**EXERCISE DATA**:

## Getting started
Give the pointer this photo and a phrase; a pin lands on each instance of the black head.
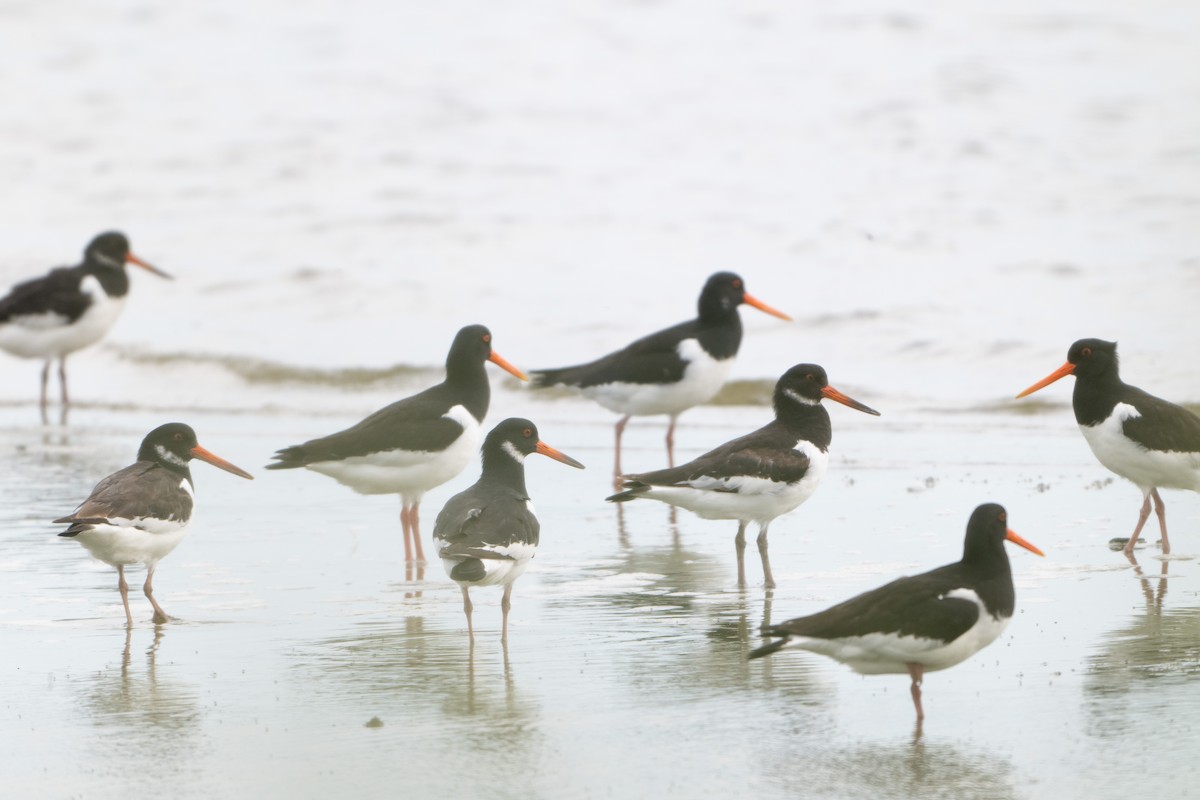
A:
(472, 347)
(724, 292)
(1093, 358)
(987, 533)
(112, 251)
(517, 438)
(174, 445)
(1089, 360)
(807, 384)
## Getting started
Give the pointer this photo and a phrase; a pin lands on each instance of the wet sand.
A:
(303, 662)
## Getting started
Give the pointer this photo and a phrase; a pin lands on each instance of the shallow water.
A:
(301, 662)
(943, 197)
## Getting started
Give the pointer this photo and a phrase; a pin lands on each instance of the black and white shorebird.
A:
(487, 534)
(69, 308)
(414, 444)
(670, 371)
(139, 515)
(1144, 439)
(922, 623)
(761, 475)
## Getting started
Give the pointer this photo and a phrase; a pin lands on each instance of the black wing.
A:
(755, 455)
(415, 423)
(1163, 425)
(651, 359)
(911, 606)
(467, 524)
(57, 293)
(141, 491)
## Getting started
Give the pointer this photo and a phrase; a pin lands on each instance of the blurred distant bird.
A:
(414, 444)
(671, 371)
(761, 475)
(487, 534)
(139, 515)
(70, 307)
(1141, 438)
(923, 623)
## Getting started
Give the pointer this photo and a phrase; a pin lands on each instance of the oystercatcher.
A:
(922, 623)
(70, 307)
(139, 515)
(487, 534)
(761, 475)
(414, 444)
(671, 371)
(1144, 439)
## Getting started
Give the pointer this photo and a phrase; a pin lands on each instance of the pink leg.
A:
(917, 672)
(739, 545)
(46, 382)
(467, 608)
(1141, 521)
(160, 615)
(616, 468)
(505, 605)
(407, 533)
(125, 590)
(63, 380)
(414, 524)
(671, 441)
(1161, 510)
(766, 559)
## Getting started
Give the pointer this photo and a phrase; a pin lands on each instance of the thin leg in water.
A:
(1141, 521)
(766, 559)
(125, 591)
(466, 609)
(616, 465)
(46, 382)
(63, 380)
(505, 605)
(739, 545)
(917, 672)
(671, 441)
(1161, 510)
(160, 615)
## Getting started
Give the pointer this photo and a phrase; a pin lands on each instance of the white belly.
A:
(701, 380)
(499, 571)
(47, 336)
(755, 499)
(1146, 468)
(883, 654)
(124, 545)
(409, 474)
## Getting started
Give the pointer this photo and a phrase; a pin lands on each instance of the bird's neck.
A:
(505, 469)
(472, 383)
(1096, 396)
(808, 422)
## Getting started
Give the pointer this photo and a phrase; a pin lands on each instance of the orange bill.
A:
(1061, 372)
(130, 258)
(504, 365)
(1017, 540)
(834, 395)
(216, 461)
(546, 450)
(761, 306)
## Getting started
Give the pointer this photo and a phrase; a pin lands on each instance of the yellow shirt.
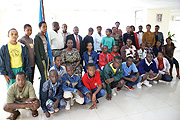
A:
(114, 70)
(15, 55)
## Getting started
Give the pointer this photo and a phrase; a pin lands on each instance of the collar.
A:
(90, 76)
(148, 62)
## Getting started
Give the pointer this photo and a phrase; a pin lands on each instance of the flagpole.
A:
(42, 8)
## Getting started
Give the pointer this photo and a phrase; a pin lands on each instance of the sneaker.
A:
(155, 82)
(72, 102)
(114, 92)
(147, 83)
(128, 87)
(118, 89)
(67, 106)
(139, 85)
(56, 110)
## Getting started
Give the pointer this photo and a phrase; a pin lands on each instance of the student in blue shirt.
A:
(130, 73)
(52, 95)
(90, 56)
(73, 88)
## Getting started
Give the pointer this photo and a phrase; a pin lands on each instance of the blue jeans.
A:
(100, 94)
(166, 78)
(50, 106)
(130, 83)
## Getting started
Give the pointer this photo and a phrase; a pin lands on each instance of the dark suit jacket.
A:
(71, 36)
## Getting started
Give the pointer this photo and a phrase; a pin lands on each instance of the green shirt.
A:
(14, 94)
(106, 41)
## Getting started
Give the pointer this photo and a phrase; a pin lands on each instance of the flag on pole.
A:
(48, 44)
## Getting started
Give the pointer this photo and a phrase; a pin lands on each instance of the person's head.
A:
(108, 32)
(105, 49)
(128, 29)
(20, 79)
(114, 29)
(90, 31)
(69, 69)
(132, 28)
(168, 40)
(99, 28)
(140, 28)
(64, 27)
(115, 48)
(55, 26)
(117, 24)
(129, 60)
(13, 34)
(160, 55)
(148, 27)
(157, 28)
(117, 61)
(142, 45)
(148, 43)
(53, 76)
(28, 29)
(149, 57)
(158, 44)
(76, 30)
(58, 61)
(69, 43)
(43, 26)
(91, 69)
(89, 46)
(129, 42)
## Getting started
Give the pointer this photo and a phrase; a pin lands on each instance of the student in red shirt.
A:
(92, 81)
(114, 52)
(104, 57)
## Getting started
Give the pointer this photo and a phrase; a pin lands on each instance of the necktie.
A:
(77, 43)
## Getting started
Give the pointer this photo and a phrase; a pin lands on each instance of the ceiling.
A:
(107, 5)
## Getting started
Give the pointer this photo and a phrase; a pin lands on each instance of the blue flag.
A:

**ACTIVITY**:
Reproduce the data above word for word, but leave the images out.

**ANSWER TO THIS PROBLEM**:
## Getting started
Give the pointer this photo and a phrase; a pin lands on each instance of the black head.
A:
(472, 347)
(724, 292)
(1093, 358)
(987, 533)
(112, 251)
(517, 438)
(174, 445)
(1089, 360)
(807, 384)
## Getting started
Give the pointer this photo and a phrase; a pin lands on each instance of the wet sand.
A:
(303, 662)
## Getting started
Give the pointer this photo and a phrase; a pin lands on each instance of the shallow water.
A:
(301, 662)
(943, 197)
## Getting started
Give the pointer this photo and a phrase; a pin lands on each instance of the black and white shorebird.
A:
(487, 534)
(69, 308)
(414, 444)
(670, 371)
(139, 515)
(1144, 439)
(922, 623)
(761, 475)
## Getting started
Give the pointer this photo and a phrase; a pin lands on each instance of the black wing.
A:
(755, 455)
(415, 423)
(1163, 425)
(651, 359)
(911, 606)
(467, 524)
(57, 293)
(141, 491)
## Getting started
Give the pointer this photo and a phrase; a pin lands on each instance of the blurred distant bird.
A:
(414, 444)
(671, 371)
(761, 475)
(487, 534)
(139, 515)
(70, 307)
(1141, 438)
(923, 623)
## Getting started
Give the pointer this photo and a phrase; a pin lands on each instance of the oystercatcher.
A:
(922, 623)
(70, 307)
(139, 515)
(487, 534)
(761, 475)
(414, 444)
(671, 371)
(1144, 439)
## Getting started
Give the pointer this photo and a phrase; a pin lands on each instance of the pink leg.
A:
(917, 672)
(739, 545)
(46, 382)
(467, 608)
(1141, 521)
(160, 615)
(616, 468)
(505, 605)
(407, 533)
(125, 590)
(63, 380)
(414, 524)
(671, 441)
(1161, 510)
(766, 559)
## Getting started
Give the pointer this photo and a phrase; a pin lands on each instance of the thin leg in water.
A:
(1141, 521)
(766, 559)
(125, 591)
(466, 609)
(616, 465)
(46, 382)
(63, 380)
(505, 605)
(739, 545)
(917, 672)
(671, 441)
(1161, 510)
(160, 615)
## Getting started
Give the pointer this photo and a phrase; a pin lands on each instance of the white belly.
A:
(701, 380)
(499, 571)
(47, 336)
(755, 499)
(1146, 468)
(883, 654)
(124, 545)
(409, 474)
## Getting started
Give the pointer this photo and a phrase; a pin lands on each instance of the bird's neck.
A:
(505, 469)
(472, 383)
(1096, 396)
(808, 422)
## Getting started
Give the pointer this photo and a phrase; a pin lands on each instance of the orange bill.
A:
(1061, 372)
(130, 258)
(504, 365)
(1017, 540)
(834, 395)
(216, 461)
(546, 450)
(761, 306)
## Getting started
Give the pointer this photo and a phrase; a pin lands on each instance of the yellow shirt.
A:
(114, 70)
(15, 55)
## Getting started
Give the pointer this photo and a phrase; a pin lands on each instance of the collar.
A:
(90, 76)
(148, 62)
## Getting started
Give the pointer this photo and a phrase; a pin lands on each instance of the flagpole.
A:
(42, 8)
## Getting started
Give the pointer this photo and a phrase; a pin lands on each instance of the sneaker.
A:
(155, 82)
(72, 102)
(114, 92)
(147, 83)
(128, 87)
(118, 89)
(67, 106)
(139, 85)
(56, 110)
## Getting started
Give the pointer this photo and a phrase; a pin lands on each instance of the student in blue shirt.
A:
(130, 73)
(52, 95)
(90, 56)
(73, 88)
## Getting started
Give the pointer this photo and a phrase; a pin lands on each instance of the blue jeans.
A:
(100, 94)
(166, 78)
(50, 106)
(130, 83)
## Getting started
Give the pointer this photo and a phrase; a pin lands on each instance of the dark suit jacket.
A:
(71, 36)
## Getting started
Give the pointer this photo and a phrase; a pin lands on each instance of the green shirt.
A:
(14, 94)
(106, 41)
## Getting started
Give the pointer this photo and a phrase; a pin lands on each instance of the flag on pole.
A:
(48, 44)
## Getting started
Give the pointer this photo and a phrase; a pin lands on each instance of the person's head.
A:
(108, 32)
(105, 49)
(128, 29)
(20, 79)
(114, 29)
(90, 31)
(69, 69)
(132, 28)
(168, 40)
(99, 28)
(140, 28)
(64, 27)
(115, 48)
(55, 26)
(117, 24)
(129, 60)
(13, 34)
(160, 55)
(148, 27)
(157, 28)
(117, 61)
(142, 45)
(148, 43)
(53, 76)
(28, 29)
(149, 57)
(158, 44)
(76, 30)
(58, 61)
(69, 43)
(43, 26)
(91, 69)
(89, 46)
(129, 42)
## Getting started
Give the pointer this photo and a phrase; a pin lands on each instance of the student in red shirt.
A:
(92, 81)
(114, 52)
(104, 57)
## Getting started
Give the pointer this photo and a phrase; a pin lands on each instance of the necktie.
A:
(77, 43)
## Getting started
Give the pointer this photo and a phrase; a pin lands on each instance of the ceiling.
A:
(107, 5)
## Getting started
Give the pointer this photo and a phrase; a pin lands on each instance of the blue flag.
A:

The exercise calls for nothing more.